begin Records supplied
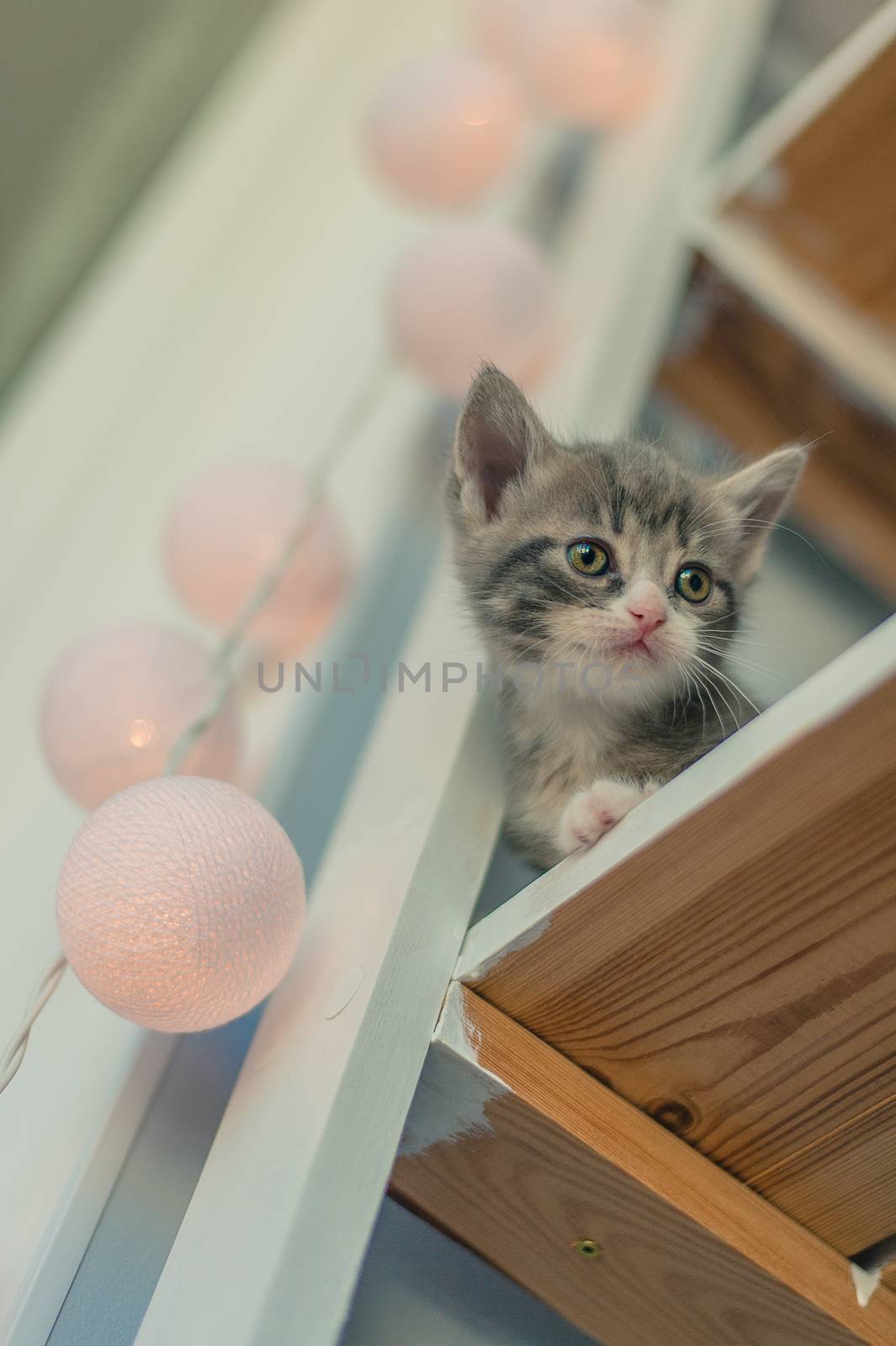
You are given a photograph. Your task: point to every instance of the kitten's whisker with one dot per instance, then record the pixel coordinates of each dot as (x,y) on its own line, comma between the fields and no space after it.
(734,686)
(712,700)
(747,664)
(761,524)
end Records supplied
## Goal
Reproduce the listing above word for word, leaving out the pictures.

## The response
You are given a photograph. Your task: point to every instance of the kitten's whisker with one dot per instance, then record the pixel coordinates of each dot as (x,y) on its own line, comma between the fields and no space after it.
(734,686)
(712,700)
(747,664)
(761,524)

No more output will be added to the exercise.